**What you need to do**
Could you reproduce the listing below with "one point per instance" swapped for "one point per occurrence" everywhere it occurs, changing nothing else?

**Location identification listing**

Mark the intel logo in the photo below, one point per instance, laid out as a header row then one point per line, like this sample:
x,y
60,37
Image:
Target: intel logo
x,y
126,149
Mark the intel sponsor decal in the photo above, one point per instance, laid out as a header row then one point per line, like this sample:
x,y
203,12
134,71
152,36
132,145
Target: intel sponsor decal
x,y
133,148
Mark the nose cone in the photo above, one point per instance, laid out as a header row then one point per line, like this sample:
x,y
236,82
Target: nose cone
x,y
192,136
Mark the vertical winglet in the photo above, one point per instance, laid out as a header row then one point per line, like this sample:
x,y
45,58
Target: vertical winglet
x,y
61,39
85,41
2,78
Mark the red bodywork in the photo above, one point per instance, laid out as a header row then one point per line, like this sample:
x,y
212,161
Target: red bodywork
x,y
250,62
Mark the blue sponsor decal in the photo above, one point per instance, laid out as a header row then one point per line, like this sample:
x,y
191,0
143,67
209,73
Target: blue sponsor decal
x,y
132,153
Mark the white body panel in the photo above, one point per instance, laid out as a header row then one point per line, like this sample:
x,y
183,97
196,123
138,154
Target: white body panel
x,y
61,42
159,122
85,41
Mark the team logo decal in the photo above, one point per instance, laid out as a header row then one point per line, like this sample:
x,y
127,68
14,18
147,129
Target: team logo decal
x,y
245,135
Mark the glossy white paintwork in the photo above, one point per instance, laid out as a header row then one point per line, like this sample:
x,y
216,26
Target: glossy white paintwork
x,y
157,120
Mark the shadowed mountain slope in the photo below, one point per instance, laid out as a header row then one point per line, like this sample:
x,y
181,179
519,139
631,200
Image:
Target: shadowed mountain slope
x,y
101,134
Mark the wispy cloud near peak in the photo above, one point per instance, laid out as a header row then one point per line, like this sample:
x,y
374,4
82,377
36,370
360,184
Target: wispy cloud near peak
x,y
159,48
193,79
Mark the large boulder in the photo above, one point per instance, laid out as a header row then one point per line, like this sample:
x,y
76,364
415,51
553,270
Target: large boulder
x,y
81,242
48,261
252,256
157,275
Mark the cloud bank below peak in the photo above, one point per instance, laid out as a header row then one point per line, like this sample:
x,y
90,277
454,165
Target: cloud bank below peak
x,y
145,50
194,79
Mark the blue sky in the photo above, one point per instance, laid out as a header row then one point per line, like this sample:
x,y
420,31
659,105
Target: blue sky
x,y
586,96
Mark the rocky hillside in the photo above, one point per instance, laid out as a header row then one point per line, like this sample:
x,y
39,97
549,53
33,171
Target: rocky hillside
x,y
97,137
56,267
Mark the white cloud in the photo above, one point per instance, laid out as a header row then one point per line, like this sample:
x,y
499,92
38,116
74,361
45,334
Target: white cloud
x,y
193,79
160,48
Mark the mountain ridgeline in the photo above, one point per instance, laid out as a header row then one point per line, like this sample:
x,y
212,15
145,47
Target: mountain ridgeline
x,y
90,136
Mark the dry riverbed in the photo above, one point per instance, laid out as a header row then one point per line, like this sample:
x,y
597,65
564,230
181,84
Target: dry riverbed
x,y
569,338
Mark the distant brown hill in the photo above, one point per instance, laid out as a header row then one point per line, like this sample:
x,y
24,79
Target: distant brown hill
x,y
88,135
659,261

**The response**
Mark the intel logo in the photo below, one point per occurrence, laid out as a header row then one point per line, like this sample:
x,y
60,37
Image:
Target: intel logo
x,y
126,149
Mark the intel sponsor decal in the photo above, one point per occurrence, laid out as a header row then one point per line, like this sample:
x,y
203,12
134,71
152,36
132,145
Target: intel sponsor decal
x,y
133,148
Mark the nose cone in the photo above, one point per occurrence, laid out as a header row then one point per line, like this sample:
x,y
236,82
Target: nose cone
x,y
192,136
Mark the vertical winglet in the photo above, one point per occurrence, laid out as a header row then one point per line, like this sample:
x,y
45,58
Target: vertical winglet
x,y
61,39
85,41
2,78
Mark the red bodywork in the photo above, one point per occurrence, laid out as a header row then one point per line, like this sample:
x,y
212,161
Target: red bodywork
x,y
250,62
Mark the blue sponsor decal in the photo above, one point per occurrence, laid out as a header row then one point per line, like this sample:
x,y
191,0
143,67
209,73
Target: blue sponsor decal
x,y
132,153
Mark the white body panel in the photo above, one point per occurrence, laid out as a header row then one point per line, like this sample:
x,y
183,97
196,123
138,154
Target: white body panel
x,y
61,42
159,122
85,41
Mark the team logo decal in the photo above, one point per occurrence, laid out as a header row then one point per line, like this sample:
x,y
127,68
14,18
147,129
Target: team logo decal
x,y
245,135
Mark the glossy white paintwork in the photo above, one point per occurrence, laid out as a header row then one point per line, like this sample:
x,y
216,26
Target: glossy white paintwork
x,y
157,120
Mark the shadowed mountain slope in the photo below, one point per occurrence, laid out as a header row then one point per line, like this sample:
x,y
181,179
519,139
631,200
Image:
Target: shadowed mountain slope
x,y
101,134
Mark the wispy cloud near peak in the photo above, one point per occurrence, laid out as a header row then one point per line, like this sample:
x,y
374,4
82,377
36,370
360,184
Target: wispy cloud near peak
x,y
159,48
193,79
Mark the large boulder in the photo above, one point per occurrence, laid out as a header row then one point per line, like this sample:
x,y
76,364
415,51
553,270
Target: large boulder
x,y
81,242
48,261
252,256
157,275
Mark the cloud bank below peak in the photo above, one point per occurrence, laid out as a header row then one point per line, like this sample:
x,y
90,277
454,165
Target: cloud bank below peak
x,y
145,50
194,79
Mark the blue sky in the photo above, one point per occurrence, laid out as a header row then one point per line, like this sample:
x,y
420,31
659,105
Target: blue sky
x,y
586,96
Mark the rocky hillside in the photo above, one point per occurrence, laid out as a header row then one point per line, like this sample:
x,y
39,97
549,53
33,171
Target: rocky hillside
x,y
97,137
56,267
Mark the white cloud in the photo above, one point per occurrence, laid out as a header row then one point per line, like this sample:
x,y
499,92
38,116
74,361
45,334
Target: white cloud
x,y
193,79
160,48
Mark the mountain ridgeline in the photo above, one point per occurrence, laid out as a header row then one point per line, like this sample:
x,y
212,15
145,47
Target: mountain ridgeline
x,y
90,136
Mark the dry riverbed in the photo above, one point per occurrence, laid out as a header row then one point per line, like this sample:
x,y
597,65
564,230
181,84
Target: dry riverbed
x,y
569,338
Mark the distant brown hill in the photo above, one point per occurrence, laid out as a header row then one point per line, like this sample:
x,y
24,79
Target: distant brown hill
x,y
88,135
659,261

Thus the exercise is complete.